> _How to complete this task_: In the material below, find each line that contains the word "apple" and copy it.
(Data to process)
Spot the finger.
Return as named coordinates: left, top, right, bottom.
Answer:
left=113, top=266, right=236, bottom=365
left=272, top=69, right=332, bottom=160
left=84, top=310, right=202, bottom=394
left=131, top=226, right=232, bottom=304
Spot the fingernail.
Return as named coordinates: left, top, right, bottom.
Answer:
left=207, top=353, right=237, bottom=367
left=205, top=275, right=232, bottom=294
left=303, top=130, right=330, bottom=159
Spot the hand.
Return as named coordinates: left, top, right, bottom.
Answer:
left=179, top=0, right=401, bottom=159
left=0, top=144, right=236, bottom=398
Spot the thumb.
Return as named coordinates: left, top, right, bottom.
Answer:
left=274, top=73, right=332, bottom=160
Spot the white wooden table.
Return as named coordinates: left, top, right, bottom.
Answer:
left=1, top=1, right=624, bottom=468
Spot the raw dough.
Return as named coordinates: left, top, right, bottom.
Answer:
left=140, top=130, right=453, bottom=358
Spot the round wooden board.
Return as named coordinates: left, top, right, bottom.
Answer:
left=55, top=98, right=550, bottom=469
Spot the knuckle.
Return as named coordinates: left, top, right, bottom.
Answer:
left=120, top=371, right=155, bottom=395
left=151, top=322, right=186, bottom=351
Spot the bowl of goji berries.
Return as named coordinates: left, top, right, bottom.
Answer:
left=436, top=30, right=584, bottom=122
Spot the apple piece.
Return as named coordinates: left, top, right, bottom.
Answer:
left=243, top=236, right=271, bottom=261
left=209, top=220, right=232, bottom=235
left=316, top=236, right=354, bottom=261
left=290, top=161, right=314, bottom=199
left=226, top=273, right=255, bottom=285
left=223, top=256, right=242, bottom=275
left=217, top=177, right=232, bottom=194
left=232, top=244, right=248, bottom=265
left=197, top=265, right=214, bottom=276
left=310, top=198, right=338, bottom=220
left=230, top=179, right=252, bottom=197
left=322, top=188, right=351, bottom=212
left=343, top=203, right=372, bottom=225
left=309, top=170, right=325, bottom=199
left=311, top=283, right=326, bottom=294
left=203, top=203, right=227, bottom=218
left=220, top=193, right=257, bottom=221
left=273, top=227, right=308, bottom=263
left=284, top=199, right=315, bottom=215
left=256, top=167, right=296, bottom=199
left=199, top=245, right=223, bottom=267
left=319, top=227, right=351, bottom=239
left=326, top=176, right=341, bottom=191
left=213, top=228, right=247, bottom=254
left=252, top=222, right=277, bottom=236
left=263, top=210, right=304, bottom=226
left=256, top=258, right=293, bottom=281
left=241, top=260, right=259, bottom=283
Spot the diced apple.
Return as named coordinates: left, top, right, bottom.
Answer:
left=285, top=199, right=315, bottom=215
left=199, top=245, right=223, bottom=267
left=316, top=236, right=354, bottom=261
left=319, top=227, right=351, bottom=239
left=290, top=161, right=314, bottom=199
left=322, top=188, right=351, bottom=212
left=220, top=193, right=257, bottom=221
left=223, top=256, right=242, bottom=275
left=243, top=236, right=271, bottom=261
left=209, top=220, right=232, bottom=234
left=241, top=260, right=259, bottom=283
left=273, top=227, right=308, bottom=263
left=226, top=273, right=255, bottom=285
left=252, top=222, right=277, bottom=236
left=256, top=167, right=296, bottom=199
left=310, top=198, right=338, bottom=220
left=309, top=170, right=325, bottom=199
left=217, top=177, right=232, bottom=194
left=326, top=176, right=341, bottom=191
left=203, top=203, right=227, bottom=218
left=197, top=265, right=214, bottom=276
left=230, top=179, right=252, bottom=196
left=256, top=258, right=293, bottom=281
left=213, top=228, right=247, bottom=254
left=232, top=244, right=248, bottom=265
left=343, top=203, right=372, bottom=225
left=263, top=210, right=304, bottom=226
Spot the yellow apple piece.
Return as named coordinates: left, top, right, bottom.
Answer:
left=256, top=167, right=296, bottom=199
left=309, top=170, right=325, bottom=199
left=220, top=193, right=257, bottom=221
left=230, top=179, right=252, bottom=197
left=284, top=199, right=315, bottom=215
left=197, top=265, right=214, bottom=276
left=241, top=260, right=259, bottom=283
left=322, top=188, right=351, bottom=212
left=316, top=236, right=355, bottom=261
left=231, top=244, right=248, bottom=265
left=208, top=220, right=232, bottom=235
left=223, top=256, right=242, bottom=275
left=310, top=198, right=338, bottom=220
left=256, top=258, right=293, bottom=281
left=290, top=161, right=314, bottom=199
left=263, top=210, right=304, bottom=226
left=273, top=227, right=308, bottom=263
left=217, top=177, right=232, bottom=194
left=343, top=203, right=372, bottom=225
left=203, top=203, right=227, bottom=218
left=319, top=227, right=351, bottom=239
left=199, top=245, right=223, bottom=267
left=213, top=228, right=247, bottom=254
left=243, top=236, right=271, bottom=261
(End Data to process)
> _Response area_:
Spot the apple piece.
Spot the diced apple.
Spot the yellow apple piece.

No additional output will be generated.